Task details — The records below need to be restated word for word.

================

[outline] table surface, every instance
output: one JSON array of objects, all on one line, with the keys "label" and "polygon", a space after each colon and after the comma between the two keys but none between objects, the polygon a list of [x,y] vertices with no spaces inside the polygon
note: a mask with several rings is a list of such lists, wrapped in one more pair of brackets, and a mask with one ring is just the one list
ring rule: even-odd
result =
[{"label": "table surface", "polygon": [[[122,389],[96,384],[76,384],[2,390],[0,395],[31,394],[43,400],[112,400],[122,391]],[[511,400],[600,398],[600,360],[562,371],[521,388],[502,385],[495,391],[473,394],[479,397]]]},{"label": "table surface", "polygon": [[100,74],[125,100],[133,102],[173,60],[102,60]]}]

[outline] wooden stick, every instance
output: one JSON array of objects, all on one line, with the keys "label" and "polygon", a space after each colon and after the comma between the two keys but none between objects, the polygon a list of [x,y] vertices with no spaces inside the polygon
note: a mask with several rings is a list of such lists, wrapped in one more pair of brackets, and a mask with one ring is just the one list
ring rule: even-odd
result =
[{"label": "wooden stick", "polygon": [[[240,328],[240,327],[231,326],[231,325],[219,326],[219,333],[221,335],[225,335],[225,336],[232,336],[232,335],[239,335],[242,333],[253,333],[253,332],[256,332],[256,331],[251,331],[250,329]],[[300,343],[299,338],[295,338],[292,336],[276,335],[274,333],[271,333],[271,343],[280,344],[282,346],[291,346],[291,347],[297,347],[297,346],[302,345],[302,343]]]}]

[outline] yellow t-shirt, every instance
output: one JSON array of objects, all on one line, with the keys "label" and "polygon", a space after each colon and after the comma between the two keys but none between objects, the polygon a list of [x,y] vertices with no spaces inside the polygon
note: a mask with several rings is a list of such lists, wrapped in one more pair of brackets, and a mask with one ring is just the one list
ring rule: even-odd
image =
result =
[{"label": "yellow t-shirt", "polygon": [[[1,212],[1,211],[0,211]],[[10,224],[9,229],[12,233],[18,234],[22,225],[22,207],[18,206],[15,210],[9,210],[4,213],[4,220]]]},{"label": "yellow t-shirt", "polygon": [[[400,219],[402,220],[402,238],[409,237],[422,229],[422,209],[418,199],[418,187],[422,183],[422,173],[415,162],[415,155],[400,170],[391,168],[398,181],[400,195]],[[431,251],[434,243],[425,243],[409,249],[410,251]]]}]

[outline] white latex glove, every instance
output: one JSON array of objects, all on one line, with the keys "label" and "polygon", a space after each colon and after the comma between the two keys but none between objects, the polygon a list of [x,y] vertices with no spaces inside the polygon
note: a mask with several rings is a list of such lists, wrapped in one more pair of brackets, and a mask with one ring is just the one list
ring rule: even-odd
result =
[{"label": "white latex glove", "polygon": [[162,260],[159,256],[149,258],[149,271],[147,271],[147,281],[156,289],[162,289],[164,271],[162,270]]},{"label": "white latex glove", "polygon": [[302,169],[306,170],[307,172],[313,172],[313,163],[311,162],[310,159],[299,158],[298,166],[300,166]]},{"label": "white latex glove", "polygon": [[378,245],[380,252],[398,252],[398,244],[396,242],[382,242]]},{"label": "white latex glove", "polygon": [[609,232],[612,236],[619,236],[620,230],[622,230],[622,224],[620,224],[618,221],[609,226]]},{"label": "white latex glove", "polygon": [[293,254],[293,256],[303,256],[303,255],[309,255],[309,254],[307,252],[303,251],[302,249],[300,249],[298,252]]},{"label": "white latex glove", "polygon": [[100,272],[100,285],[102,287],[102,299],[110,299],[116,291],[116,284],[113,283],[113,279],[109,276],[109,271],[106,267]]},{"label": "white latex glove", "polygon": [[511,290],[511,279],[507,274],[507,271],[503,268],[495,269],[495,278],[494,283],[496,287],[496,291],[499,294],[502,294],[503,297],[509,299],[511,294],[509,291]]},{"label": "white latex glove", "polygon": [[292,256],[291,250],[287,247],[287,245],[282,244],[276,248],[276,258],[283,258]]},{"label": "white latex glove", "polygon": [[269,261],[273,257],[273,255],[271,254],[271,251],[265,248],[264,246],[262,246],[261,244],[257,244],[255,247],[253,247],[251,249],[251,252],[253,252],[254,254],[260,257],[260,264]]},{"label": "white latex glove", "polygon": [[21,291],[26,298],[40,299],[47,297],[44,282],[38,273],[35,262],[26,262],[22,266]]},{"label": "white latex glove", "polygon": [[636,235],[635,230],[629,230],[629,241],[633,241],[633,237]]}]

================

Result —
[outline] table surface, every instance
output: one JSON array of objects, all on one line, with the keys "label" and "polygon", a space after each colon and after the comma between the two keys but none between objects, the polygon a list of [x,y] vertices with no spaces inside the polygon
note: a mask with several rings is a list of such lists, wrapped in one more pair of brackets, and a mask with one ring is just the one list
ring rule: even-odd
result =
[{"label": "table surface", "polygon": [[[122,389],[96,384],[76,384],[2,390],[0,395],[31,394],[43,400],[112,400],[122,391]],[[511,400],[600,398],[600,360],[562,371],[521,388],[502,385],[495,391],[473,394],[479,397]]]},{"label": "table surface", "polygon": [[100,74],[125,100],[133,102],[173,60],[102,60]]}]

[outline] wooden stick, every instance
output: one JSON array of objects, all on one line, with the keys "label" and "polygon", a space after each colon and after the comma between the two keys but none between objects, the polygon a list of [x,y] vertices with no spaces inside the polygon
note: a mask with several rings is a list of such lists, wrapped in one more pair of brackets, and a mask with one ring is just the one list
ring rule: even-odd
result =
[{"label": "wooden stick", "polygon": [[[240,328],[240,327],[231,326],[231,325],[219,326],[219,333],[221,335],[225,335],[225,336],[232,336],[232,335],[239,335],[242,333],[253,333],[253,332],[256,332],[256,331],[251,331],[250,329]],[[300,343],[299,338],[295,338],[292,336],[276,335],[274,333],[271,333],[271,343],[280,344],[282,346],[291,346],[291,347],[297,347],[297,346],[302,345],[302,343]]]}]

[outline] yellow t-shirt, every instance
output: one JSON array of objects, all on one line, with the keys "label" and "polygon", a space after each colon and after the comma between the two keys but none between objects, the polygon a list of [x,y] vertices with no spaces inside the polygon
note: a mask with several rings is a list of such lists, wrapped in one more pair of brackets, and a mask with one ring is just the one list
ring rule: even-odd
image =
result =
[{"label": "yellow t-shirt", "polygon": [[[1,212],[1,211],[0,211]],[[10,224],[9,229],[12,233],[18,234],[22,225],[22,207],[18,206],[15,210],[9,210],[4,213],[4,220]]]},{"label": "yellow t-shirt", "polygon": [[[400,219],[402,220],[402,238],[409,237],[422,229],[422,209],[418,199],[418,187],[422,183],[422,173],[415,162],[415,155],[400,170],[391,168],[398,181],[400,195]],[[431,251],[434,243],[425,243],[409,249],[410,251]]]}]

[outline] white latex glove, every instance
output: one JSON array of objects, all on one line, with the keys "label" and "polygon", a space after each colon and after the comma between the two keys but none between objects, the polygon a list of [x,y] vertices with no spaces inside the polygon
note: a mask with several rings is a list of such lists, wrapped in one more pair of brackets, and a mask with one ring is just the one list
ring rule: even-odd
result =
[{"label": "white latex glove", "polygon": [[162,260],[159,256],[149,258],[149,271],[147,271],[147,281],[156,289],[162,289],[164,271],[162,270]]},{"label": "white latex glove", "polygon": [[302,169],[306,170],[307,172],[313,172],[313,163],[311,162],[310,159],[299,158],[298,166],[300,166]]},{"label": "white latex glove", "polygon": [[378,245],[380,252],[398,252],[398,244],[396,242],[382,242]]},{"label": "white latex glove", "polygon": [[609,232],[612,236],[619,236],[620,230],[622,230],[622,224],[620,224],[618,221],[609,226]]},{"label": "white latex glove", "polygon": [[293,254],[293,256],[303,256],[303,255],[309,255],[309,254],[307,252],[303,251],[302,249],[300,249],[298,252]]},{"label": "white latex glove", "polygon": [[100,272],[100,285],[102,287],[102,299],[110,299],[116,291],[116,284],[113,283],[113,279],[109,276],[109,271],[106,267]]},{"label": "white latex glove", "polygon": [[511,290],[511,279],[507,274],[507,271],[503,268],[495,269],[495,278],[494,283],[496,287],[496,291],[499,294],[502,294],[503,297],[509,299],[511,294],[509,291]]},{"label": "white latex glove", "polygon": [[292,256],[291,250],[287,247],[287,245],[282,244],[276,248],[276,258],[283,258]]},{"label": "white latex glove", "polygon": [[269,261],[273,257],[273,255],[271,254],[271,251],[265,248],[264,246],[262,246],[261,244],[257,244],[255,247],[253,247],[251,249],[251,252],[253,252],[254,254],[260,257],[260,264]]},{"label": "white latex glove", "polygon": [[21,291],[26,298],[40,299],[47,297],[44,282],[38,273],[35,262],[26,262],[22,266]]},{"label": "white latex glove", "polygon": [[636,235],[635,230],[629,230],[629,241],[633,241],[633,237]]}]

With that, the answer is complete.